**Text to read**
At 16:19 26/12/2012, Pete Vincent wrote:
On Tue, 25 Dec 2012, Keith Hudson wrote:
> At 19:14 24/12/2012, you wrote:
> > (AC) Longish article but interesting.
> > Subject: Quadrant Online - Can Universities Survive the Digital
Revolution?
> >
http://www.quadrant.org.au/magazine/issue/2012/12/can-universities-survive-t
> > he-digital-revolution
>
> (KH) Martin Davies compares the future of higher education with that of
> newspapers so far. His long (and pretty thorough) article leads
him to write
> these two sentences towards the end:
> "It is no exaggeration to say that we might be witnessing the
death of print
> media. We may also be witnessing the beginning of the end of the
universities
> as we know them."
>> We won't see the death of print media (and possibly not of some
newspapers).
> Symbols written on cave walls or on paper are the only way of accurately
> describing past operations or, in the case of scientific papers,
of being the
> means by which someone else can precisely repeat an experiment in order to
> possibly disprove a new finding.
(PV) That's an odd thing to say.
I'm sure it is -- from your point of view as a practising
scientist. But then I haven't been in the world of career scientists
for over 30 years and, as is obviously the case, I am oblivious as to
the state of printed science journals. I occasionally read a paper
but only if it's freely available online. But this doesn't alter my
main point. The fact is that it has to be written in words, and
carefully, too, or else it might be thrown out by referees.

**Objective**
Reproduce the email exchange verbatim, starting with "I'm sure it" and going on through "out by referees.".

**Supplied data**
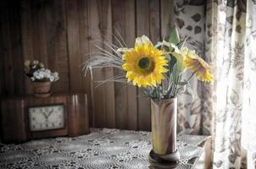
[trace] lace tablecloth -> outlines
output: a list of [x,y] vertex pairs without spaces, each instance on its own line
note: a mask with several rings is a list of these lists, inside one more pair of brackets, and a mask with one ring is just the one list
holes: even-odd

**Expected answer**
I'm sure it is -- from your point of view as a practising
scientist. But then I haven't been in the world of career scientists
for over 30 years and, as is obviously the case, I am oblivious as to
the state of printed science journals. I occasionally read a paper
but only if it's freely available online. But this doesn't alter my
main point. The fact is that it has to be written in words, and
carefully, too, or else it might be thrown out by referees.